## [THE REQUEST]
Rename "marble plaque" to "stone tablet" throughout the records, from the line containing "Give the segmentation of every instance of the marble" through the line containing "M 131 137 L". Reproduce only those lines, with every other part unchanged.

········

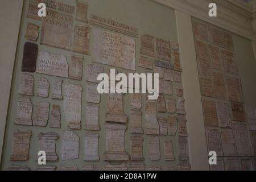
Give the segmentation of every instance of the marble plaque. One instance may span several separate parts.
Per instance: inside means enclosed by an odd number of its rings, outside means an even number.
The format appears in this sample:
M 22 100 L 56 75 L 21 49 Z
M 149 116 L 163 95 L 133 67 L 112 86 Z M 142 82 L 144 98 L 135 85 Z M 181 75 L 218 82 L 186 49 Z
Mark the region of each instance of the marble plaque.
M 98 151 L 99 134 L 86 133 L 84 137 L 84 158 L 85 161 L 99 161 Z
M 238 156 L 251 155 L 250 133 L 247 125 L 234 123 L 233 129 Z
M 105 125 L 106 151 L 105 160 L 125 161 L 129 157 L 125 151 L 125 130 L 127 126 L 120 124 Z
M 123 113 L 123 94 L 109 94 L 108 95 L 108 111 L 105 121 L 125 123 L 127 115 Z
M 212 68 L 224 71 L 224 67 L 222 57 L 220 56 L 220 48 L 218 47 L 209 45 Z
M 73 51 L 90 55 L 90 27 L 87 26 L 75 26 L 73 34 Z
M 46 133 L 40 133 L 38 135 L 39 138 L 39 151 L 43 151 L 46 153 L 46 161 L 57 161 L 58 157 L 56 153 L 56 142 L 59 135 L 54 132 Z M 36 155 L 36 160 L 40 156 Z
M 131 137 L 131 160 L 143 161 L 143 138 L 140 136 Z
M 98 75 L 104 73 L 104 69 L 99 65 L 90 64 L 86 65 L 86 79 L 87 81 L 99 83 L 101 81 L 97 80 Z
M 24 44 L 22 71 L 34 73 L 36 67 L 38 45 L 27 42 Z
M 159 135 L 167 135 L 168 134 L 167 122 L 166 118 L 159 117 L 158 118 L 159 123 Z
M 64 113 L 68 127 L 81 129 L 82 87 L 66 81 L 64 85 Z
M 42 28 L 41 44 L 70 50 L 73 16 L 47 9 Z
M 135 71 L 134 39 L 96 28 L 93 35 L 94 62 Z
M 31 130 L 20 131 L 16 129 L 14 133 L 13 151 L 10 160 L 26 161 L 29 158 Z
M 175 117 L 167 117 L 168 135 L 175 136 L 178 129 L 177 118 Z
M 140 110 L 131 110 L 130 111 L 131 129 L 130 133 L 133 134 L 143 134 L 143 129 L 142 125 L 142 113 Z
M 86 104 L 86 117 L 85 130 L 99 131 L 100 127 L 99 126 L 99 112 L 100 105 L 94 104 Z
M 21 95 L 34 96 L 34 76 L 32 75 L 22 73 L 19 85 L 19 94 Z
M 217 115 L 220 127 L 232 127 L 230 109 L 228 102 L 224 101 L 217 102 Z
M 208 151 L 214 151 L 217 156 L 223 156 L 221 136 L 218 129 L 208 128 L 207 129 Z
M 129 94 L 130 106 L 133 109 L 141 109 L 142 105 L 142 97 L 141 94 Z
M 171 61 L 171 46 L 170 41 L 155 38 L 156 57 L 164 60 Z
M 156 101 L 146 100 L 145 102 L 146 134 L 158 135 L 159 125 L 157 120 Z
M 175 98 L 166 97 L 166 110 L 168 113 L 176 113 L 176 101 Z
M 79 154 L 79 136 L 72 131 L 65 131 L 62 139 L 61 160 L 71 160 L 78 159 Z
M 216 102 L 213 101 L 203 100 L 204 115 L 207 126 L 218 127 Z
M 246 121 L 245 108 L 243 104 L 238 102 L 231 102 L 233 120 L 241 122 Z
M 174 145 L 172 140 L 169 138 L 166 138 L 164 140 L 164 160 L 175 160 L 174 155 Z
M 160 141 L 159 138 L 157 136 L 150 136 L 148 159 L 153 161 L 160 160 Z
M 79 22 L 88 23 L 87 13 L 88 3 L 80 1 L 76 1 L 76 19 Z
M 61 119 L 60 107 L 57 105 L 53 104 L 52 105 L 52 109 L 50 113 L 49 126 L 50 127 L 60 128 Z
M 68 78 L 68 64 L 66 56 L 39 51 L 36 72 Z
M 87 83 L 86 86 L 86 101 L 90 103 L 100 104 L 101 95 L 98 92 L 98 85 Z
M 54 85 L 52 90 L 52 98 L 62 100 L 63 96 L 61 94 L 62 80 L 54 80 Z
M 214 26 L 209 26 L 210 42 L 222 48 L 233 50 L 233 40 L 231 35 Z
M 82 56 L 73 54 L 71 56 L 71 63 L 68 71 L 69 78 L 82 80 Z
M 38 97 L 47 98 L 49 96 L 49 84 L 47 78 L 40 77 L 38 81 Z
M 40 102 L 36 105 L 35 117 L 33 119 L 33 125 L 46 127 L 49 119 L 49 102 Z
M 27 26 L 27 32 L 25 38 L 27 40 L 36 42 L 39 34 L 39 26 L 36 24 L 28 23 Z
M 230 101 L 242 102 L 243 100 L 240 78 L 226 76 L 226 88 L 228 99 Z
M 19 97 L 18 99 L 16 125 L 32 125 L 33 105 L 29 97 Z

········

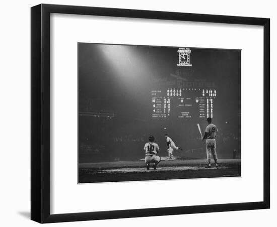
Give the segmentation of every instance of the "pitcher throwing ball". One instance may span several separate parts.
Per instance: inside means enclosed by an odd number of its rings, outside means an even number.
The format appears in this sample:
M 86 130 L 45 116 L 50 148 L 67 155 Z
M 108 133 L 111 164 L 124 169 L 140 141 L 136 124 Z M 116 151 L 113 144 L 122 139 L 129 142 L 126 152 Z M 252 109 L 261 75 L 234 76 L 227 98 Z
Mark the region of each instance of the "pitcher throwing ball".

········

## [TASK ANSWER]
Give the segmentation of every instance of the stone tablet. One instance may span several separate parts.
Per instance: inside means enclosed by an odd number of its rings, outside means an even number.
The format appears in this sample:
M 22 100 L 56 75 L 21 49 Z
M 149 116 L 163 95 L 133 67 L 112 86 Z M 142 82 L 144 98 L 135 85 Z M 181 75 L 218 82 L 186 49 Z
Mark the region of each instance of the stone tablet.
M 98 151 L 99 134 L 86 133 L 84 137 L 84 158 L 85 161 L 99 161 Z
M 238 156 L 251 155 L 250 133 L 247 125 L 234 123 L 233 129 Z
M 105 125 L 106 151 L 105 160 L 125 161 L 129 157 L 125 151 L 125 130 L 127 126 L 120 124 Z
M 123 113 L 123 94 L 109 94 L 108 95 L 108 111 L 105 121 L 125 123 L 127 115 Z
M 212 68 L 224 71 L 224 67 L 222 57 L 220 56 L 220 48 L 218 47 L 209 45 Z
M 73 51 L 90 55 L 90 27 L 87 26 L 75 26 L 73 34 Z
M 46 133 L 40 133 L 38 135 L 39 138 L 39 151 L 43 151 L 46 153 L 46 161 L 57 161 L 58 157 L 56 153 L 56 142 L 59 135 L 54 132 Z M 36 155 L 36 160 L 40 156 Z
M 131 137 L 131 160 L 143 161 L 143 138 L 140 136 Z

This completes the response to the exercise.